# PARTS OF THE EXERCISE
A) Transcribe the stretch of the passage about Mr Hyslop's career from "Following this he" through "those overseas postings.".
B) Answer these questions using the passage about Mr Hyslop's career:
(i) For how many years did he work as a freelancer in Taiwan?
(ii) How many states in America did he visit in seven years?
(iii) What is the name of the company for which he and Rhonda Barnett produce family history documentaries?
C) Resume the passage about Mr Hyslop's career, picking up after its last sentence.

# PASSAGE FOR REVIEW
______________________________

He was expecting to head up a new bureau in Asia for Channel 7 but "cost-cutting put an end to that". However, he decided to "bite the bullet" and head to Taiwan anyway, where worked for five years as a freelancer.
Following this he met his partner Rhonda Barnett and together they have been producing family history documentaries for their company My Life My Legacy.
"Over a 40-year period about 30 of those years was in mainstream television," Mr Hyslop said.
The highlights were of course those overseas postings.
"To be able to spend time over there and have the autonomy to call your own shots, that's what was so satisfying about it all," he said.
"In seven years I went to 46 states in America. I was on the road almost all the time."
He covered Central America and the war in Honduras. He also interviewed presidents. But Mr Hyslop says he never forgot the lessons he learned as a cadet working in regional and rural communities including Kempsey, Grafton, Tamworth and Darwin.
"It's there in those little places that you learn all the lessons about being accountable to a community," he said.
"You try very hard to get your facts straight but in big city journalism scribes often take liberties because they don't get that immediate feedback from the community that is so essential in making a good journalist."
The idea for a book came around the time his grandchildren were born.
"You sit down and sort of say to yourself that you should write something so that they can understand what a fascinating old coot you are," he said.

______________________________

# LISTED ENTRIES
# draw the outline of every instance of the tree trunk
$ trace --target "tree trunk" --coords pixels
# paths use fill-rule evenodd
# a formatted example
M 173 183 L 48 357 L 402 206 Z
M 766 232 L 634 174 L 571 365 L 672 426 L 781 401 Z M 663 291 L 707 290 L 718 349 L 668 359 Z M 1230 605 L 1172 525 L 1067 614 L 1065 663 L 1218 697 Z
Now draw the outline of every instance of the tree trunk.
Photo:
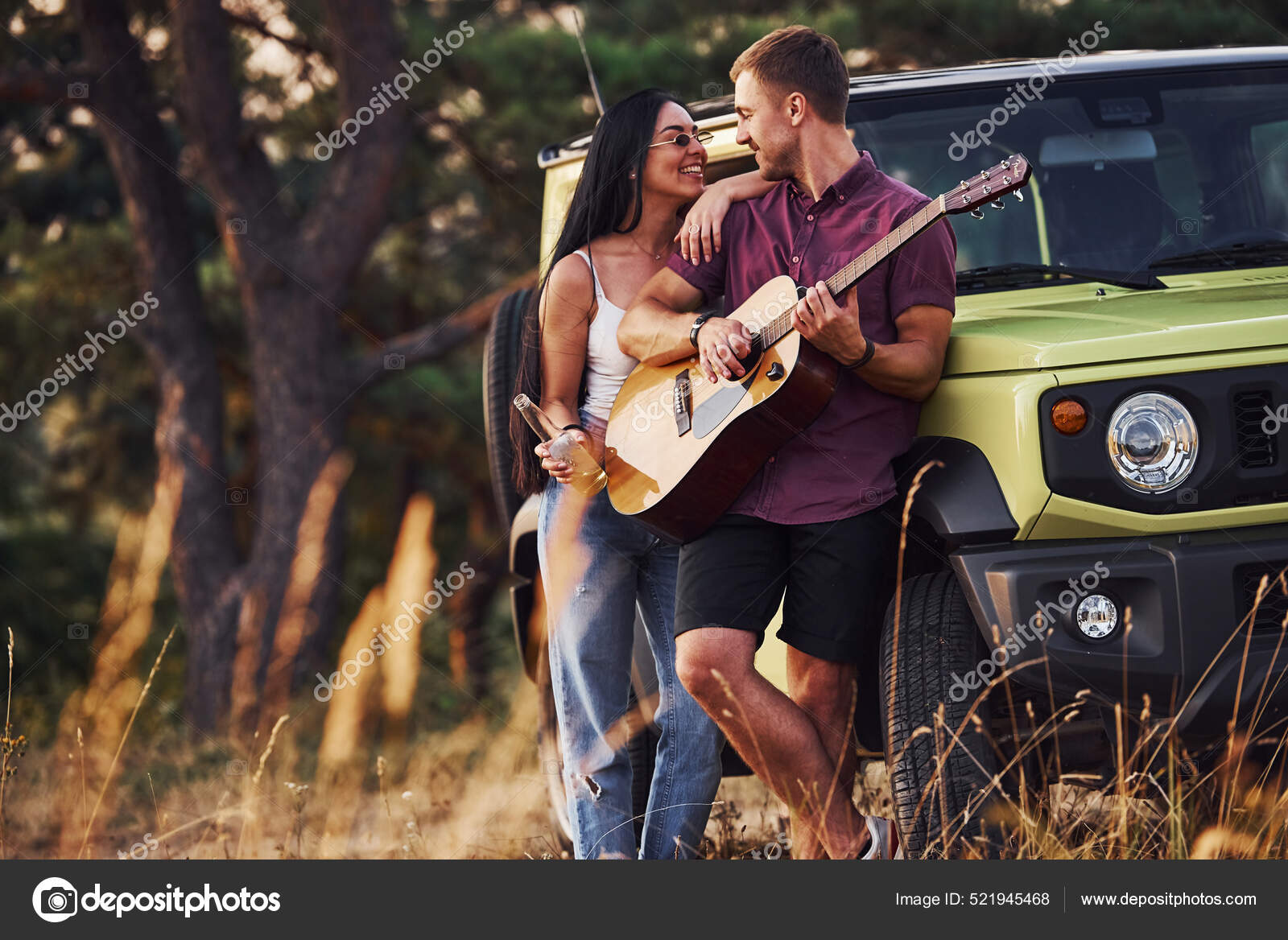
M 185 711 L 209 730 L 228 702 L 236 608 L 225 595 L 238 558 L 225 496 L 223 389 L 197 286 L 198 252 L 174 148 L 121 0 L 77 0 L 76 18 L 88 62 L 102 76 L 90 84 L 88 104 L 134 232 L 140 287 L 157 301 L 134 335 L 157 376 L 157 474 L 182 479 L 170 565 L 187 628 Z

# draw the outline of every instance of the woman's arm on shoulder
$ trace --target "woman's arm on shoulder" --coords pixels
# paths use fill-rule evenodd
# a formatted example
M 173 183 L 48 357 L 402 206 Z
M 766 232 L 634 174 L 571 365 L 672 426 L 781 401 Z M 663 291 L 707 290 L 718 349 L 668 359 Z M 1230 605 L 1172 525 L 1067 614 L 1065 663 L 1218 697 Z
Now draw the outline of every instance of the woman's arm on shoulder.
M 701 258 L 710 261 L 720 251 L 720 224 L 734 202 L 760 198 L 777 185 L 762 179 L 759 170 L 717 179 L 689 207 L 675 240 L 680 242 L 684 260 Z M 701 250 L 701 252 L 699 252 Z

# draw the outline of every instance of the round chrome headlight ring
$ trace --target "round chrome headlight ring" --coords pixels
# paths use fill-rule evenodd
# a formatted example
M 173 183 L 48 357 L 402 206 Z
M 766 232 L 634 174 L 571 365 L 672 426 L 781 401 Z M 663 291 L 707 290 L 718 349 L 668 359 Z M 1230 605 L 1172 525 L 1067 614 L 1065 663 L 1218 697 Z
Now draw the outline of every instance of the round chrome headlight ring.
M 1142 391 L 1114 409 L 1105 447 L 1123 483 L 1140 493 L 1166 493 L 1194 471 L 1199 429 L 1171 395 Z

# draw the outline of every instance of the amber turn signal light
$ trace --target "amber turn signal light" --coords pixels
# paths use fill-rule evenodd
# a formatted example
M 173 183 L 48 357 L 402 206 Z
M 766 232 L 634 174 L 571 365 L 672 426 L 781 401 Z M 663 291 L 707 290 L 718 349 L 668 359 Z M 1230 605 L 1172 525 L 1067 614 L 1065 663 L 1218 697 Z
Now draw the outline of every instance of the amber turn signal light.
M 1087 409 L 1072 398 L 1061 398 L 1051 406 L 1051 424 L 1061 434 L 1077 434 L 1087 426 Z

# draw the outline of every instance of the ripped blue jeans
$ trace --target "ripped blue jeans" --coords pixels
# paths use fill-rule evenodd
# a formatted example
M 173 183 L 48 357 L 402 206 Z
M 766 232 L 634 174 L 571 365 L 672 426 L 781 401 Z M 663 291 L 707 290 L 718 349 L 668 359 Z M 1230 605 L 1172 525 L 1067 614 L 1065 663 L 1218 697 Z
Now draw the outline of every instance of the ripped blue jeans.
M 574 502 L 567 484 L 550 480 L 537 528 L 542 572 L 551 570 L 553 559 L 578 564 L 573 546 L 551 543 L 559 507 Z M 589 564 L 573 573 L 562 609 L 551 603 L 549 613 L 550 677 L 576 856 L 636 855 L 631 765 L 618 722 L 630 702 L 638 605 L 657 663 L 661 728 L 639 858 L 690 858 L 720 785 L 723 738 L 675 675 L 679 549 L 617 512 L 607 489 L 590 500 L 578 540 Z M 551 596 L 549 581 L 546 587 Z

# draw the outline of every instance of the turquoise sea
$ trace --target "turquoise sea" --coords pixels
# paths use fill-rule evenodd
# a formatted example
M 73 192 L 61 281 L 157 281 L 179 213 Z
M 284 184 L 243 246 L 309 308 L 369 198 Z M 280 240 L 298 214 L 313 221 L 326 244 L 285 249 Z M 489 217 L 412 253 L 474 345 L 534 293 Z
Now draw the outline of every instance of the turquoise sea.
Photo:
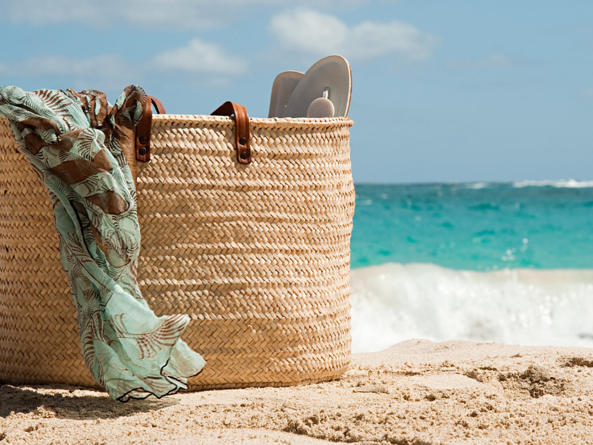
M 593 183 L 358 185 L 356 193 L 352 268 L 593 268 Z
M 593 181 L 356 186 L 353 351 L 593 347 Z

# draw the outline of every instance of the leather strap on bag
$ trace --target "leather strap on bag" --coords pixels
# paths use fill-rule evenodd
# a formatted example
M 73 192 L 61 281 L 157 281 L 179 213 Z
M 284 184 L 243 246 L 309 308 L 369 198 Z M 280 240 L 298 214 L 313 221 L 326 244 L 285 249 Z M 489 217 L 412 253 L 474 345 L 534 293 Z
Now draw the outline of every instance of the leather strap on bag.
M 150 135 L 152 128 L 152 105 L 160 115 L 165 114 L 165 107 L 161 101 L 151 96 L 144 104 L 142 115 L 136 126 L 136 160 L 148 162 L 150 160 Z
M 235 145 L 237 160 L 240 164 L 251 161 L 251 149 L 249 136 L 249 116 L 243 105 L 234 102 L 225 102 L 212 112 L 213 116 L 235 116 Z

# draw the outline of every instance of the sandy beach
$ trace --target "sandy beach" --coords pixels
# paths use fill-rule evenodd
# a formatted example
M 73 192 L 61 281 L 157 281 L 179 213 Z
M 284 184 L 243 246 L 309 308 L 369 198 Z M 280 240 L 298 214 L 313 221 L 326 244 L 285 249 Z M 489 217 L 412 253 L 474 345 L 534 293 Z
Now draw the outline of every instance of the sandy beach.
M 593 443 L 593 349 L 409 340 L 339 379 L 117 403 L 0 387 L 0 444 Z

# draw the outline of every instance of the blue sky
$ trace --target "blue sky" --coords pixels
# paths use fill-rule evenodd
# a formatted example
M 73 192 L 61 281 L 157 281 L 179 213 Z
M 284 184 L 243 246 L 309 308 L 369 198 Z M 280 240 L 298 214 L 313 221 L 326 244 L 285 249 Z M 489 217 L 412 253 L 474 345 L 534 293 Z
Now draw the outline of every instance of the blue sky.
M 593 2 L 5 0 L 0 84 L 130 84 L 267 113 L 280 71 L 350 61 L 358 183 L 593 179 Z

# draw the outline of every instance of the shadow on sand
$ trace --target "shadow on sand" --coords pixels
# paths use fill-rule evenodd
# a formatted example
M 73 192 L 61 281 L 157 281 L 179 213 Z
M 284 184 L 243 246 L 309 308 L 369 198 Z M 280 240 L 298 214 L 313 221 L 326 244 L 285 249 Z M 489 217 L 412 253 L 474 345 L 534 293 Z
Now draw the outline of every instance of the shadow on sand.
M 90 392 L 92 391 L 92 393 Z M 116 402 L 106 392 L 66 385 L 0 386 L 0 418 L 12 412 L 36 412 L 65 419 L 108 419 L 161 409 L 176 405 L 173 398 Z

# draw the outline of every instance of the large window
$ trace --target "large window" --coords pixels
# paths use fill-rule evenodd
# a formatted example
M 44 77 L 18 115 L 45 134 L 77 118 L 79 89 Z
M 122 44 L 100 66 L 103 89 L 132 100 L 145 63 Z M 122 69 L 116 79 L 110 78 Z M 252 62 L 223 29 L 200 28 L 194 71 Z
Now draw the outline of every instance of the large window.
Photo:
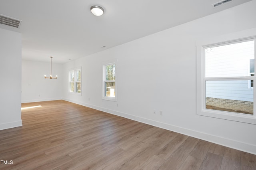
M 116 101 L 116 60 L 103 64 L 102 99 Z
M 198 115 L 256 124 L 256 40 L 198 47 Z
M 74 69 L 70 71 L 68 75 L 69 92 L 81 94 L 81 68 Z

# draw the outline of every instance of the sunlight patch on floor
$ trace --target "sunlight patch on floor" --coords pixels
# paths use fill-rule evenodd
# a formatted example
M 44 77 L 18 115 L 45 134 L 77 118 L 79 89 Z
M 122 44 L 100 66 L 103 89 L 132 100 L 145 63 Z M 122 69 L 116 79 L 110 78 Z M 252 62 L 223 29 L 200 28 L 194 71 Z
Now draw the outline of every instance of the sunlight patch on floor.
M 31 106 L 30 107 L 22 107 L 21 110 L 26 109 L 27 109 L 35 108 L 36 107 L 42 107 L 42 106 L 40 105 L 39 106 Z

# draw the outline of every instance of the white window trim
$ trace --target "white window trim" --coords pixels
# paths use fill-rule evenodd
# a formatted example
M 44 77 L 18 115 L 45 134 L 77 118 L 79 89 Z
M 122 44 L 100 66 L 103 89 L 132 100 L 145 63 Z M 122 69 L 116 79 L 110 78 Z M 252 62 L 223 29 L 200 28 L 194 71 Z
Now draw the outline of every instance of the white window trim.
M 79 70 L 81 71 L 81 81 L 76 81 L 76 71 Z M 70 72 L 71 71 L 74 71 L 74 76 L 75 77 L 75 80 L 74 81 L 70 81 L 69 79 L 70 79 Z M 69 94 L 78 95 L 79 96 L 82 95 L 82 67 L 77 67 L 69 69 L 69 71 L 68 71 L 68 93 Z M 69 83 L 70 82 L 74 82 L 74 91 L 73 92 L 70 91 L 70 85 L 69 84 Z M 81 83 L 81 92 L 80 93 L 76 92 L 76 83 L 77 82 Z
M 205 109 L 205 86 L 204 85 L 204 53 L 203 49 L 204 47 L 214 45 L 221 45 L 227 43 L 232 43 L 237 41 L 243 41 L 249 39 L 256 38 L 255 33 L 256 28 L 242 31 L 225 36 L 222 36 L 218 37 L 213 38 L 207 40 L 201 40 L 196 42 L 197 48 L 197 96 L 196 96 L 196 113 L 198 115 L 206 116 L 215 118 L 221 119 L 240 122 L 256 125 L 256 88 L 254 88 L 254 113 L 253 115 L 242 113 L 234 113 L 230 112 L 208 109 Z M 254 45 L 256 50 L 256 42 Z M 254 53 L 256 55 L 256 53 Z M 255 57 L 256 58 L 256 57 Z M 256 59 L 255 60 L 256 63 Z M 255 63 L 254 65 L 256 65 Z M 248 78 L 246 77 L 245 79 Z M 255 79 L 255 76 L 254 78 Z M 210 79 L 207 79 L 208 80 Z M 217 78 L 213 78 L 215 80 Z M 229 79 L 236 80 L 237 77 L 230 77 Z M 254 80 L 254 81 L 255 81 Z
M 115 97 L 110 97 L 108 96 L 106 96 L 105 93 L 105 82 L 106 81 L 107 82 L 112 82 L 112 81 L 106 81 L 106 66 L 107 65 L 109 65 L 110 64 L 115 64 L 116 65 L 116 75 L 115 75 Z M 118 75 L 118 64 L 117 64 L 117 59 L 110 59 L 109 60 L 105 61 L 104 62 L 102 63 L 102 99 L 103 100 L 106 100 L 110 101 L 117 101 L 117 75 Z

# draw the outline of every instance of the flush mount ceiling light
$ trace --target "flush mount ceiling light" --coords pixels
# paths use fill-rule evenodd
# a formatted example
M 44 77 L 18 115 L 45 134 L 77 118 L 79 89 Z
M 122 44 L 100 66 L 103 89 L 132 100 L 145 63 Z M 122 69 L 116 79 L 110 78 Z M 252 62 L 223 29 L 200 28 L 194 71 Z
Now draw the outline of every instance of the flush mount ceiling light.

______________________________

# REPLIES
A)
Following this he met his partner Rhonda Barnett and together they have been producing family history documentaries for their company My Life My Legacy.
"Over a 40-year period about 30 of those years was in mainstream television," Mr Hyslop said.
The highlights were of course those overseas postings.

B)
(i) Five years
(ii) 46 states
(iii) My Life My Legacy

C)
"I describe it as half memoir because quite frankly it's just a journalist talking about his life, which might be a bit interesting to some but it's also half tall travel tales."
The couple has been travelling around the world extensively for the past 15 years. However, this book was written in the "mancave" of their Penrose home.
"I didn't think I was going to become a Highland devotee but it's a fantastic place to be," Mr Hyslop said.
He's "a bit bleak" about the future of media and journalism.
"The change was always going to be inevitable once you had the digital age coming into it," Mr Hyslop said. "To manage that change and still uphold good journalistic values and principals is the challenge," mr Hyslop said.
"You have a situation where you get all the social media platforms now. The voice of journalists and analysts is being somewhat diminished."
The last chapter of his book is devoted to this topic.
"Once upon a time I had a cameraman, I had a sound man, I had someone with a bounce board to light up my gorgeous features and it was professional. Every length was taken to make sure it was well produced," Mr Hyslop said.
He recalls walking along the foreshore of Sydney Harbour recently and watching as a young female reporter broadcast live using the city as a backdrop.
"She was there on her own with a camera perched precariously on a tripod buffeted by winds," Mr Hyslop said. "She had a microphone in one hand and an iphone in the other. She's got a car that she's driven down there by herself, and there's no doubt she's got to go back and edit it herself.
"How on earth can you expect to have the product at the same standard when that sort of thing happens - and that's all about money," he said.
But Mr Hyslop's book is "not a weighty tome" on the state of journalism.
"I don't go into the intricacies of the coverage. I put out the stories that I remember," Mr Hyslop said.
"I did a story on a little girl from northern NSW who flew to America and I met her and her parents in Idaho. She suffered from the aging disease and she flew there to meet another boy who was also a victim of this rare genetic disorder. Her parents wanted to show her that there was someone else going through the same thing."
Mr Hyslop spent two days with the family.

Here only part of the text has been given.